Omit the images, then print each record below exactly as it reads.

---------- Record set ----------

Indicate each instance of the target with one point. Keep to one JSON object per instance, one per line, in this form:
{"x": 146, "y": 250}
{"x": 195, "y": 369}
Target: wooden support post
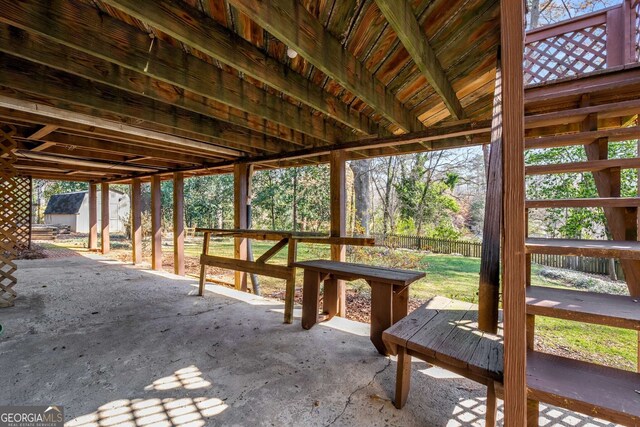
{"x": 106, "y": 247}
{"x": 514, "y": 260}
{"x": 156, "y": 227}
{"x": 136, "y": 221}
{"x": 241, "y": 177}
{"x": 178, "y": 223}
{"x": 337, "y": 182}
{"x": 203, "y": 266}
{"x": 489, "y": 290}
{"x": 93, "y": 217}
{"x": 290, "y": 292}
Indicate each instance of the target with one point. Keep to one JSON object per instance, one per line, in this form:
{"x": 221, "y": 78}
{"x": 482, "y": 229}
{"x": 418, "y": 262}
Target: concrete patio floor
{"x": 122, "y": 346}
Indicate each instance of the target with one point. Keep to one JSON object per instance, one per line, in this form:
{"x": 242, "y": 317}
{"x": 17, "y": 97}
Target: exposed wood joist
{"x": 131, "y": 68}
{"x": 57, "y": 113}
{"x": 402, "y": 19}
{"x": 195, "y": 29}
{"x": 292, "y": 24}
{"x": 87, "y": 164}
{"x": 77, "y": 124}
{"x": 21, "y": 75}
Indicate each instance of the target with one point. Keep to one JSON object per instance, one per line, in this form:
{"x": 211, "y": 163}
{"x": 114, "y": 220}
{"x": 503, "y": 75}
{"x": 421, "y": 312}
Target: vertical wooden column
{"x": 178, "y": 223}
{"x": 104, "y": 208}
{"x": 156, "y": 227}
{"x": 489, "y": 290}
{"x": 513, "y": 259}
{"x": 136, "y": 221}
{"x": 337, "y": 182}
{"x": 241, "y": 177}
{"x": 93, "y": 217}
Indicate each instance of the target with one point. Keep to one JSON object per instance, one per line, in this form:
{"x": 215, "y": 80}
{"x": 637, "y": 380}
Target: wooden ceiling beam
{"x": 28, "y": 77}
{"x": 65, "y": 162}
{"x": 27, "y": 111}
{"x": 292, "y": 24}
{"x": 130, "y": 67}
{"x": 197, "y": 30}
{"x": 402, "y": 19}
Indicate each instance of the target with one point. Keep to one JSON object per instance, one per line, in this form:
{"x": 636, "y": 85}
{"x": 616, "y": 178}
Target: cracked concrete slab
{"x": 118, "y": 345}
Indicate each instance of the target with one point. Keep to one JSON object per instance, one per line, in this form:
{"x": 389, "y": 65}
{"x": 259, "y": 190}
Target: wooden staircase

----------

• Response to this exercise
Indicate each instance of the target with one point. Keep to one JSON object per instance, one per line, in this form:
{"x": 146, "y": 250}
{"x": 195, "y": 369}
Target: wooden support post
{"x": 106, "y": 247}
{"x": 514, "y": 260}
{"x": 156, "y": 227}
{"x": 136, "y": 221}
{"x": 241, "y": 177}
{"x": 178, "y": 223}
{"x": 337, "y": 182}
{"x": 203, "y": 266}
{"x": 489, "y": 290}
{"x": 93, "y": 217}
{"x": 290, "y": 292}
Indicate each instance of the target with one point. Keep to one JSON object per instance, one per line, in this form:
{"x": 221, "y": 78}
{"x": 482, "y": 229}
{"x": 418, "y": 262}
Target: concrete patio floor
{"x": 122, "y": 346}
Indicate each instance of the target with one point. Keep to one JSON object per instance, one per line, in this form:
{"x": 242, "y": 317}
{"x": 17, "y": 97}
Target: exposed wood joist
{"x": 131, "y": 68}
{"x": 57, "y": 113}
{"x": 402, "y": 19}
{"x": 195, "y": 29}
{"x": 292, "y": 24}
{"x": 87, "y": 164}
{"x": 77, "y": 124}
{"x": 21, "y": 75}
Indicate each instance of the target with one point. Keep to one JSON object per instance, one per line, in this form:
{"x": 211, "y": 163}
{"x": 114, "y": 220}
{"x": 503, "y": 75}
{"x": 421, "y": 312}
Target: vertical wooden column
{"x": 178, "y": 223}
{"x": 104, "y": 208}
{"x": 156, "y": 227}
{"x": 489, "y": 290}
{"x": 513, "y": 259}
{"x": 136, "y": 221}
{"x": 337, "y": 182}
{"x": 241, "y": 177}
{"x": 93, "y": 217}
Indicate each instance of the target with one point. Keep to one JSON object per instance, one per line, in this form:
{"x": 215, "y": 80}
{"x": 637, "y": 380}
Target: wooden ceiling beam
{"x": 28, "y": 77}
{"x": 65, "y": 162}
{"x": 27, "y": 111}
{"x": 292, "y": 24}
{"x": 130, "y": 67}
{"x": 197, "y": 30}
{"x": 402, "y": 19}
Indicate each instance of the target with one point. Keep to one JSON object per instance, one per line, in this form:
{"x": 636, "y": 85}
{"x": 616, "y": 178}
Target: cracked concrete slab
{"x": 118, "y": 345}
Indicate each instance of the target with one point. Keep to one JSON object per instance, one per line, in this form:
{"x": 389, "y": 65}
{"x": 259, "y": 190}
Target: wooden staircase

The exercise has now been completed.